PASSAGE PROVIDED

++++++++++

A documentary film entitled The Singularity will be released tomorrow. It is the latest in a line of works from recent years to examine the near future of technology and its implications: a convergence of biotechnology, ever-increasing computing power, and molecular nanotechnology means that we will become capable of engineering ourselves to much the same degree as we presently choose to engineer our surroundings. Why would we stick with the flaky, error-prone, and short-lived evolved version of human biology when far better and more cost-effective replacements can be built?
Here is a short review:
Doug Wolens' latest documentary, released 1 November, captures the argument between the two sides. The Singularity takes the form of a series of intercut interviews, with animations illustrating various points (intentionally or not, they're a little reminiscent of how entries in the fictional Hitchhiker's Guide to the Galaxy were depicted in the classic BBC television adaptation).
Wolens' subjects include, unsurprisingly, people like Kurzweil himself, roboticist Cynthia Breazeal, and gerontologist Aubrey de Grey. But Wolens also interviews people not normally associated with the speculative edge of artificial intelligence and biomolecular engineering, such as Richard A. Clarke, the former chief counterterrorism advisor to the U.S. National Security Council, and the current U.S. secretary of defense, Leon Panetta.
While The Singularity doesn't cover a great deal of ground that's new to anyone already familiar with the concept, it does provide crisp snapshots of the current state of the debate and many of the main players.
The most vocal proponents of the technological singularity as a concept tend to focus on artificial intelligence and machine capabilities rather than advances in biotechnology. This is fair enough: the original definition is one of recursively self-enhancing artificial intelligence rather than any other technology. When biology does become involved, the picture that is often brought to the table is one of blurring the line between biology and machinery, between a living entity and its tools. We will merge with our machines - but again, the view there is very much focused on expanding the boundaries and capabilities of the human mind.
In past years, I've pointed out that the likely timescales here put reverse engineering the brain by brute force simulation as a contemporary to meaningful progress in the first true rejuvenation biotechnology - of the sort envisaged in the Strategies for Engineered Negligible Senescence. Development of both will be underway in earnest in the late 2020s through the 2030s: the key to that timing is the minimum level of processing power needed for brain simulation on the one hand versus an optimistic hope for the future of SENS funding on the other. What this suggests is that we'll be a fair way down the road of working out how to repair aging and better maintain the biology we have long before we can enjoy any of the myriad potential economic and research benefits of strong artificial intelligence - such as the ability to create legions of cheap, tireless knowledge workers to order.

++++++++++

[Image-based grounding data]
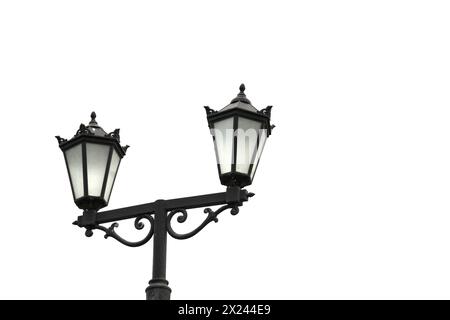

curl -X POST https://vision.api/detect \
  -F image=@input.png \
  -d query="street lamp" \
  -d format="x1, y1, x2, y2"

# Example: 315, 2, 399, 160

++++++++++

SET OF TASKS
a) According to the passage on The Singularity, what position did Richard A. Clarke formerly hold?
b) Which people does the passage on The Singularity name as Wolens' interview subjects?
c) How would you render this sentence from the passage on The Singularity in Spanish: "This is fair enough: the original definition is one of recursively self-enhancing artificial intelligence rather than any other technology."?
Nothing in the material is needed here.

SOLUTIONS FOR EACH TASK
a) He was the chief counterterrorism advisor to the U.S. National Security Council.

b)
- Kurzweil
- Cynthia Breazeal
- Aubrey de Grey
- Richard A. Clarke
- Leon Panetta

c) Esto es bastante razonable: la definición original es la de una inteligencia artificial que se mejora a sí misma de forma recursiva, y no la de ninguna otra tecnología.